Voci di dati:
::::::::
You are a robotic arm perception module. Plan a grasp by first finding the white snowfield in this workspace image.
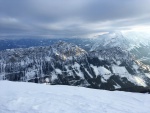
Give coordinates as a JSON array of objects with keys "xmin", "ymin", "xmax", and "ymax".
[{"xmin": 0, "ymin": 81, "xmax": 150, "ymax": 113}]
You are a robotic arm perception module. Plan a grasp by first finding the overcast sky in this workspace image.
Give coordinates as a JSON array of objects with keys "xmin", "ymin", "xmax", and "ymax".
[{"xmin": 0, "ymin": 0, "xmax": 150, "ymax": 38}]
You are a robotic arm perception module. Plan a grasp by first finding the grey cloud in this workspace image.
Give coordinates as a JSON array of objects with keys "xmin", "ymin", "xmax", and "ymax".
[{"xmin": 0, "ymin": 0, "xmax": 150, "ymax": 38}]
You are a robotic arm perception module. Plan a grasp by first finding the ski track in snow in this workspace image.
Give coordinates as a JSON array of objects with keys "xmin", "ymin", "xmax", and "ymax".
[{"xmin": 0, "ymin": 81, "xmax": 150, "ymax": 113}]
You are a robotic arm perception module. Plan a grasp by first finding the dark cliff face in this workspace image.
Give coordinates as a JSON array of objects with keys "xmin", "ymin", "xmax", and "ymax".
[{"xmin": 0, "ymin": 42, "xmax": 150, "ymax": 90}]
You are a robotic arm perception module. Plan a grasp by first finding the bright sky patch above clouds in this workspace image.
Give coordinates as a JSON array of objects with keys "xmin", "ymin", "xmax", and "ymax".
[{"xmin": 0, "ymin": 0, "xmax": 150, "ymax": 38}]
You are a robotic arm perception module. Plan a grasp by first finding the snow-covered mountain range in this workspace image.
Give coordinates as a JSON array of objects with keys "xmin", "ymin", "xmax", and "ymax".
[
  {"xmin": 0, "ymin": 41, "xmax": 150, "ymax": 90},
  {"xmin": 91, "ymin": 31, "xmax": 150, "ymax": 65}
]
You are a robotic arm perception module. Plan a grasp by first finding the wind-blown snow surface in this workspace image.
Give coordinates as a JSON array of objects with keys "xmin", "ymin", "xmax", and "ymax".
[{"xmin": 0, "ymin": 81, "xmax": 150, "ymax": 113}]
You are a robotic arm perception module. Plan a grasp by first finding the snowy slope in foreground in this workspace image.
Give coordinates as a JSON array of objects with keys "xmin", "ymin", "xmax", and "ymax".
[{"xmin": 0, "ymin": 81, "xmax": 150, "ymax": 113}]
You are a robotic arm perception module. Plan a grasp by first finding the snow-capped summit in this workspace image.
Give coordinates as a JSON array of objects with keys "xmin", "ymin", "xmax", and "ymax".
[
  {"xmin": 0, "ymin": 41, "xmax": 150, "ymax": 90},
  {"xmin": 90, "ymin": 31, "xmax": 150, "ymax": 65}
]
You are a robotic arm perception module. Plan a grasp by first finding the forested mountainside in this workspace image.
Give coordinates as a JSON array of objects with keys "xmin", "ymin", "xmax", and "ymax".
[{"xmin": 0, "ymin": 41, "xmax": 150, "ymax": 90}]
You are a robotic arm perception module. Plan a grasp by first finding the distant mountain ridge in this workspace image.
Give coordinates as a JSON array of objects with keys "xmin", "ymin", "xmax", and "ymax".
[{"xmin": 0, "ymin": 41, "xmax": 150, "ymax": 90}]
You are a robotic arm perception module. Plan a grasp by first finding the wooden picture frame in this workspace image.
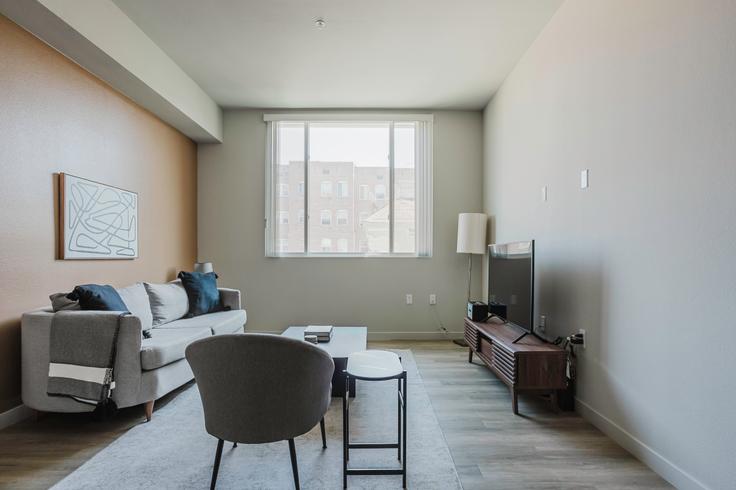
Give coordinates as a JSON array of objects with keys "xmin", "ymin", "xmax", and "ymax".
[{"xmin": 58, "ymin": 173, "xmax": 138, "ymax": 260}]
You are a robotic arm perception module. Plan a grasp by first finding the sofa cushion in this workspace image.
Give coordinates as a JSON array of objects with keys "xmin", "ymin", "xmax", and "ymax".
[
  {"xmin": 117, "ymin": 282, "xmax": 153, "ymax": 331},
  {"xmin": 178, "ymin": 271, "xmax": 225, "ymax": 318},
  {"xmin": 154, "ymin": 310, "xmax": 247, "ymax": 335},
  {"xmin": 141, "ymin": 328, "xmax": 212, "ymax": 371},
  {"xmin": 49, "ymin": 293, "xmax": 82, "ymax": 312},
  {"xmin": 66, "ymin": 284, "xmax": 128, "ymax": 311},
  {"xmin": 143, "ymin": 281, "xmax": 189, "ymax": 327}
]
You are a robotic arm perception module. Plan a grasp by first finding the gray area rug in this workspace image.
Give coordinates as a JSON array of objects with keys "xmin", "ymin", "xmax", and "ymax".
[{"xmin": 53, "ymin": 351, "xmax": 462, "ymax": 490}]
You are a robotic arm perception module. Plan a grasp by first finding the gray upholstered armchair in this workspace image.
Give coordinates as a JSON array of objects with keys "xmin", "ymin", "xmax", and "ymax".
[{"xmin": 186, "ymin": 334, "xmax": 335, "ymax": 489}]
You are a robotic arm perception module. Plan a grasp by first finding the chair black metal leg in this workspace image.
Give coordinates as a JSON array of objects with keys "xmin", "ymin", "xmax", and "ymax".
[
  {"xmin": 210, "ymin": 439, "xmax": 225, "ymax": 490},
  {"xmin": 289, "ymin": 439, "xmax": 299, "ymax": 490}
]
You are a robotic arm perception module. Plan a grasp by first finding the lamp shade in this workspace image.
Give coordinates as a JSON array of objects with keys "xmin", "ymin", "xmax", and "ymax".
[
  {"xmin": 457, "ymin": 213, "xmax": 488, "ymax": 254},
  {"xmin": 194, "ymin": 262, "xmax": 214, "ymax": 274}
]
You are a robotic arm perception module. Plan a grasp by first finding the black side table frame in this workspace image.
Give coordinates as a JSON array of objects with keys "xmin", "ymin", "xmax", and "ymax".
[{"xmin": 342, "ymin": 371, "xmax": 407, "ymax": 488}]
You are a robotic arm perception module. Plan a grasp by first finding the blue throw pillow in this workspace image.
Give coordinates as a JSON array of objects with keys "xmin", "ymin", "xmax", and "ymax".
[
  {"xmin": 178, "ymin": 271, "xmax": 223, "ymax": 318},
  {"xmin": 66, "ymin": 284, "xmax": 128, "ymax": 311}
]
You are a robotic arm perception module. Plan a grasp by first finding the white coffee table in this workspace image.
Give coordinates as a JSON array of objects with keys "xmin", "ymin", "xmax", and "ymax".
[{"xmin": 281, "ymin": 325, "xmax": 368, "ymax": 398}]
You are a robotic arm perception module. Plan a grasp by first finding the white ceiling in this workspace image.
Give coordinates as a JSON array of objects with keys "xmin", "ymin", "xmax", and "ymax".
[{"xmin": 114, "ymin": 0, "xmax": 562, "ymax": 109}]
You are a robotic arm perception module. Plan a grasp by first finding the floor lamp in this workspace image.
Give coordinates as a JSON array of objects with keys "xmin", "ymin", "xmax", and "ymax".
[{"xmin": 455, "ymin": 213, "xmax": 488, "ymax": 346}]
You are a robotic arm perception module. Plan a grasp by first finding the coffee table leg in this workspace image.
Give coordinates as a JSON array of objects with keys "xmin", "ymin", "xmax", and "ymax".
[
  {"xmin": 396, "ymin": 378, "xmax": 402, "ymax": 461},
  {"xmin": 342, "ymin": 378, "xmax": 350, "ymax": 488},
  {"xmin": 402, "ymin": 371, "xmax": 409, "ymax": 488}
]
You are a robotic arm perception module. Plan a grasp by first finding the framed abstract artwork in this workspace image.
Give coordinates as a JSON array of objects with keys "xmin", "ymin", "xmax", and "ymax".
[{"xmin": 59, "ymin": 173, "xmax": 138, "ymax": 260}]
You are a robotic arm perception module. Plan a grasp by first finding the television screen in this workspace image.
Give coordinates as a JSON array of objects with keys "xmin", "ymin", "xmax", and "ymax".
[{"xmin": 488, "ymin": 240, "xmax": 534, "ymax": 332}]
::::::::
* [OBIETTIVO DELL'ESERCIZIO]: Estrai dalle righe qui sopra tutte quelle che contengono la parola "coffee" e ricopiale.

* [RISULTATO FINALE]:
You are a robotic arm perception module. Plan a grasp by first finding the white coffee table in this workspace image.
You are a robotic arm perception module. Plan a grasp by first finding the coffee table leg in this workspace image.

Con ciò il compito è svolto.